While the Barista Pro should last up to 10 years on your countertop, outside of the two-year limited product warranty, repairing it is probably out of the question, and you’ll simply have to buy a new one. Breville does have several other options, and while upgrades are on the pricey side, they’re worth it if you have the budget.
The LCD interface includes a timer and single- and double-shot volumetric control for both the grinder and the brewing head, while the ThermoJet heating system quickly brings the Barista Pro to the optimal extraction temperature and allows for smooth shot pouring. Still, if you want to save a few bucks and prefer the experience of using a pressure gauge — which is, in my opinion, a valuable learning tool — the Barista Express is a little more affordable, if slower.
In my blind taste tests, one of the tasters who tend to prefer coffee over espresso favored this machine over the top two contenders, which were the Flair Espresso manual device and the Gaggia Classic Pro. While the Breville Barista Pro was consistently rated “good,” it rarely won out against the others due to the shots’ relative lack of complexity. Still, everyone enjoyed the espresso it produced, and by putting slightly finer grounds through it compared to other machines, we were able to achieve results nearly on par with the Gaggia’s.
Some minor pitfalls: Having the hopper over the boiler is a potential problem, since coffee needs to be stored in a cool dry space, and while we appreciate the built-in grinder for convenience, there could be more grind settings to accommodate different beans. Again, a pressure gauge is a very helpful learning instrument, and we wish it was included. Still, the timer is handy, and you’ll be able to dial this machine and your grounds to produce an espresso that’s to your liking.
In the end, while you might not get a shot of espresso’s full potential from the Barista Pro, you’ll come pretty darn close, with a very small margin for error.
If you want to make the best espresso you possibly can at home (or on the road) without breaking the bank, a manual device like the Flair Espresso maker is an excellent option.
Pros: Budget-friendly, portable, comes with a case, five-year limited warranty
Cons: Takes longer to prep a shot, not great for making more than one or two espressos at a time
Manual espresso makers like the Flair Espresso are not only affordable, they offer more control than most budget machines that don’t allow you to adjust temperature or pressure.
Just know this before buying: using the Flair is slightly more time-consuming than making espresso with a machine by about two minutes. And, you’ll still need a grinder. Again, though, if time is a real constraint, you may want to look to pod machines, or perhaps the Breville Barista Pro, which offers a relatively quicker shot.
When I mentioned the Flair to Dan Kehn, former SCAA Barista World Championship judge and founder of Home-Barista.com, he agreed that it’s an excellent bet for anyone new to the espresso world who wants to learn how to pull a full-bodied shot. Why? Again, it’s about control. You pour water directly from a kettle and adjust the pressure manually until you get a steady golden flow of thick, crema-rich java. Machines in the same price bracket as the Flair often start out with excessive pressure and end a little on the light side.
What makes this device relatively foolproof is the fact that the cylinder has a maximum water capacity of 60ml, so controlling extraction time for somewhere between 30 and 45 seconds (for espresso and more concentrated ristretto, respectively) is actually much easier, and you can get the hang of maintaining the right pressure pretty quickly.
This maker weighs just under five pounds and it’s portable, which means you can use it anywhere so long as you have a way to boil water. And, unlike most of the machines we tested, the Flair comes with an impressively long five-year limited warranty.

**DATASET RECORDS**
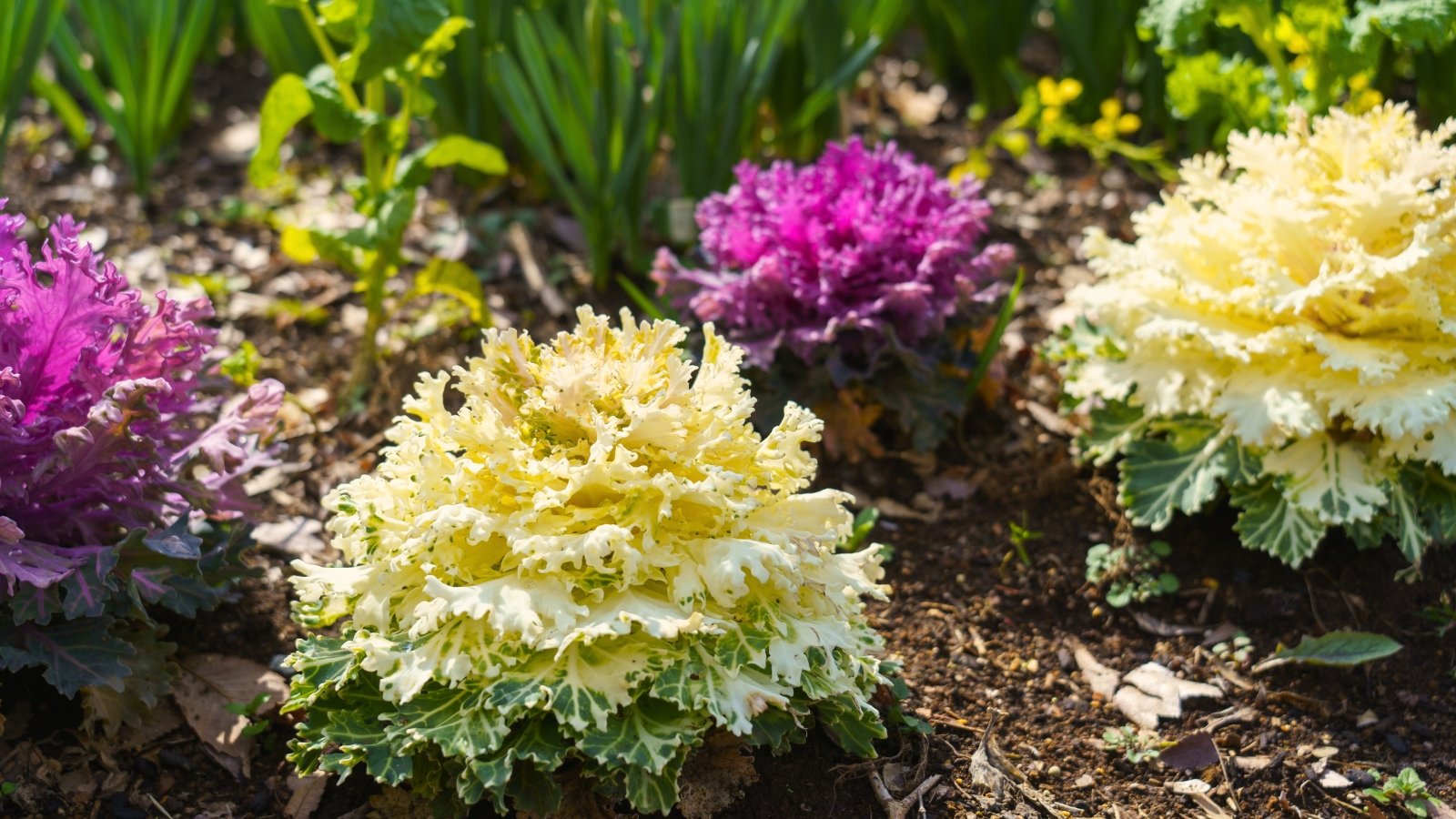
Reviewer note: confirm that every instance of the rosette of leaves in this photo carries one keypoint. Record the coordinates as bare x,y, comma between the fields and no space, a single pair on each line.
577,560
124,458
861,274
1281,331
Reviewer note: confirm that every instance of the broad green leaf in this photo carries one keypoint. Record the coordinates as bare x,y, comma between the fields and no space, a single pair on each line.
150,678
778,729
332,116
1271,525
1339,649
1405,513
73,654
1179,472
458,720
393,29
1113,428
451,150
456,280
320,663
1332,480
854,726
1411,24
284,106
648,733
655,792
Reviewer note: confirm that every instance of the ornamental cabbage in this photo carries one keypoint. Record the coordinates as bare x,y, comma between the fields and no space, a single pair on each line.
1285,329
118,453
861,267
577,560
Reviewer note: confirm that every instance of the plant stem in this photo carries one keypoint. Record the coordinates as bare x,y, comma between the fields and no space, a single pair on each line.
361,373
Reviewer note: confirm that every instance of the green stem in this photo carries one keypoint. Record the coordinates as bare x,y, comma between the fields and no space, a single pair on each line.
1257,24
361,373
329,56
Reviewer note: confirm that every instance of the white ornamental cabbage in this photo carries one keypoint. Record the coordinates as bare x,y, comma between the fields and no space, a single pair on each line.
581,557
1285,329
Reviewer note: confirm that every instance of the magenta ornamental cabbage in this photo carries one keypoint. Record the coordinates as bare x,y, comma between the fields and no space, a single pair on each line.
120,455
861,266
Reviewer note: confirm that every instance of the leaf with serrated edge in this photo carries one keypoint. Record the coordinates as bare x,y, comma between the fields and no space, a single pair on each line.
1178,472
1339,649
1271,525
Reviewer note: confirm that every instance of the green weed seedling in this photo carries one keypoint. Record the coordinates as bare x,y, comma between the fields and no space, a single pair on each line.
373,94
1405,790
1128,571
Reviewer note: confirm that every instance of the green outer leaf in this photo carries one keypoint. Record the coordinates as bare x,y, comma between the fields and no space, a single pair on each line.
332,116
75,654
451,150
1336,649
854,726
647,734
1271,525
393,31
286,106
1178,472
1412,24
458,720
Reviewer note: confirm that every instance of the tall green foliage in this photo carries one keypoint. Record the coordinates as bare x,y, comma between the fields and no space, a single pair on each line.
25,29
281,35
832,44
466,102
133,62
730,53
582,91
979,41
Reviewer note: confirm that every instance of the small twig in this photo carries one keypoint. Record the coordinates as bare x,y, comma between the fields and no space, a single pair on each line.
157,804
521,244
900,807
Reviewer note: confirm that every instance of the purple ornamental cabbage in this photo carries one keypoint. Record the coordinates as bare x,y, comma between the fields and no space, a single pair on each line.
855,264
114,440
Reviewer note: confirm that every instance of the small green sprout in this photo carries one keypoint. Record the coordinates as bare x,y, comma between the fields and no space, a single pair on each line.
255,726
1238,649
1405,790
1136,746
1128,571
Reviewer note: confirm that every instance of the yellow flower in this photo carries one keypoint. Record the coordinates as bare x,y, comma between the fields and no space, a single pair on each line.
1055,94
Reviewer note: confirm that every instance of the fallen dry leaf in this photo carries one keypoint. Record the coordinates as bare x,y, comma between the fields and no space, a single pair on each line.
1099,678
308,793
1152,693
207,685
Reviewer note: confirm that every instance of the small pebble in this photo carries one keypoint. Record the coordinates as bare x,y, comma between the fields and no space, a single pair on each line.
123,809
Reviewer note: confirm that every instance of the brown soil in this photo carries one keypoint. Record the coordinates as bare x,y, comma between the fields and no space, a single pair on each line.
979,632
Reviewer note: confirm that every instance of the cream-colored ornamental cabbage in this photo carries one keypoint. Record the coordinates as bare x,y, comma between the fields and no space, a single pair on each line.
1285,327
581,554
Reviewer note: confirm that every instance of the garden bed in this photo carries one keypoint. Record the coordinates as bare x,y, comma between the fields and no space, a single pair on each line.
982,627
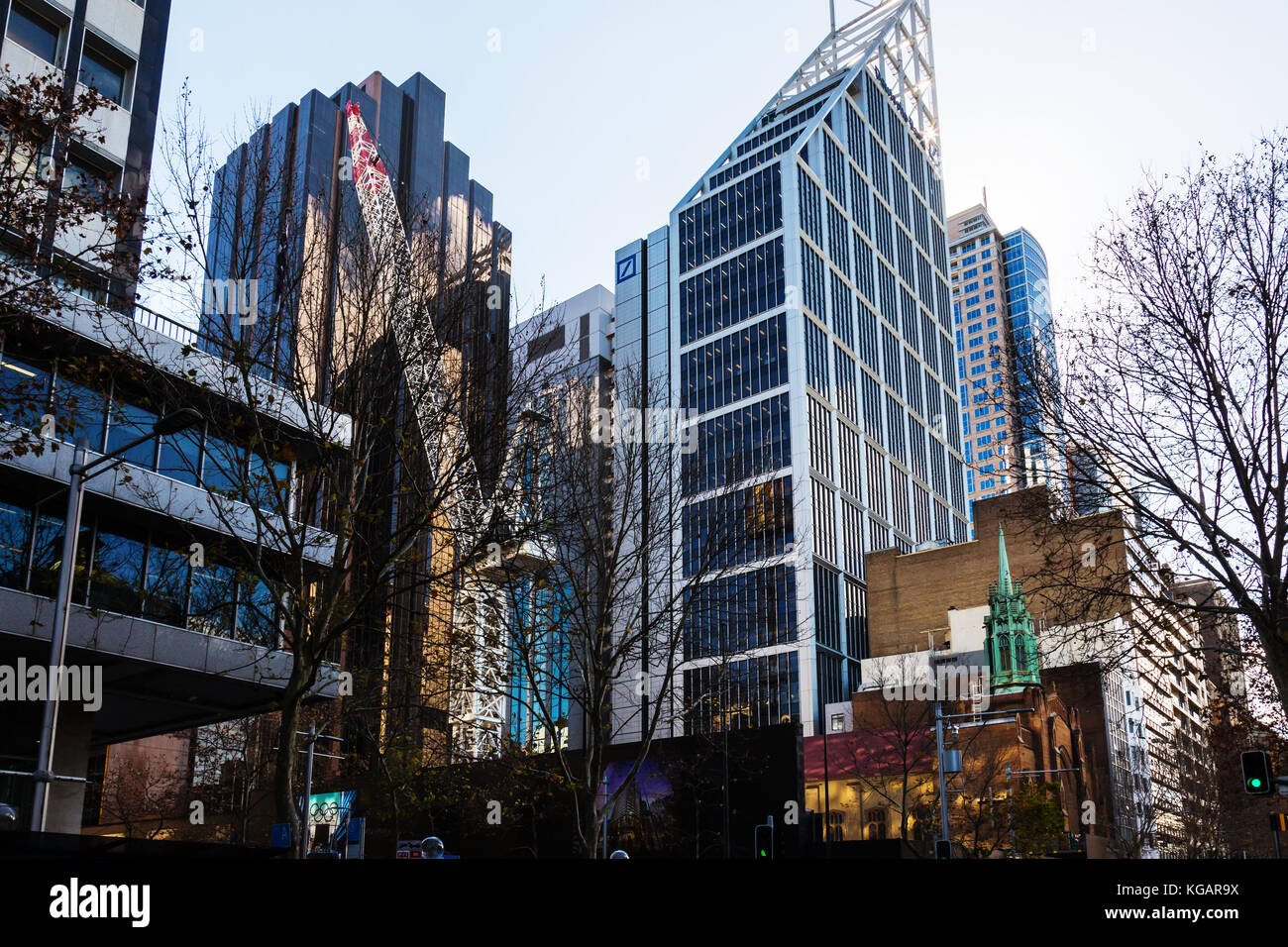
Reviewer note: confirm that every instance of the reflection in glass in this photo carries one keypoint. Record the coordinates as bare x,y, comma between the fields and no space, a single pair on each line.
165,585
24,390
211,609
128,423
116,579
14,528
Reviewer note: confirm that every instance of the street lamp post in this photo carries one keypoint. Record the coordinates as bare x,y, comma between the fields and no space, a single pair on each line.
80,474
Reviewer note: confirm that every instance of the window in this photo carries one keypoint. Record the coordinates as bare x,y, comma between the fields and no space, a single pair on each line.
24,390
257,612
223,468
34,34
88,179
103,75
116,578
127,423
78,410
180,455
165,583
14,526
211,609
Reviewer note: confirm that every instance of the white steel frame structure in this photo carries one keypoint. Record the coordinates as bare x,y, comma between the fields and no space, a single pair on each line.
890,39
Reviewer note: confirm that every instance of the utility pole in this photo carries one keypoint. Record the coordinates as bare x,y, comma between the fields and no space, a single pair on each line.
310,738
943,780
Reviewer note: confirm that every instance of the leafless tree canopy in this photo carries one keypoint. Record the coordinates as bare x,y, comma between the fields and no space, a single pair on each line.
1170,403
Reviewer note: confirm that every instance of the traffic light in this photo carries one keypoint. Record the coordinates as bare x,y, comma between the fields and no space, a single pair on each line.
764,841
1257,779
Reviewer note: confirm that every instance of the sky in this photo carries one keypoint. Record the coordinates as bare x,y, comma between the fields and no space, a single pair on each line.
590,120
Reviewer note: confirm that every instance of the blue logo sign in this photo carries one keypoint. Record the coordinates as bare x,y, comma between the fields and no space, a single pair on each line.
627,268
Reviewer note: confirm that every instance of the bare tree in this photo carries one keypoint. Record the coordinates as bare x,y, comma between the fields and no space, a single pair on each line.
1171,403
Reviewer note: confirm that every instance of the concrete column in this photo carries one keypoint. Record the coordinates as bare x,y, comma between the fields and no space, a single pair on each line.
71,758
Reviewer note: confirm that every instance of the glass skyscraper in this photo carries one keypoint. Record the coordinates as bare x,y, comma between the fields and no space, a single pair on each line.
799,304
1005,335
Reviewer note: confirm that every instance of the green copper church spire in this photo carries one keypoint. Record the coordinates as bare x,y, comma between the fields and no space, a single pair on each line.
1009,635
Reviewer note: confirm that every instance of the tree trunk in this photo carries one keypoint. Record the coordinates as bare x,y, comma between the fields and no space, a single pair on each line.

**DIRECTIONS FOR THIS TASK**
Return the passage of the espresso review starting at "In the end, while" and ending at "an excellent option.", copied word for word. The records are material kept apart from the espresso review.

**RESPONSE BELOW**
In the end, while you might not get a shot of espresso’s full potential from the Barista Pro, you’ll come pretty darn close, with a very small margin for error.
If you want to make the best espresso you possibly can at home (or on the road) without breaking the bank, a manual device like the Flair Espresso maker is an excellent option.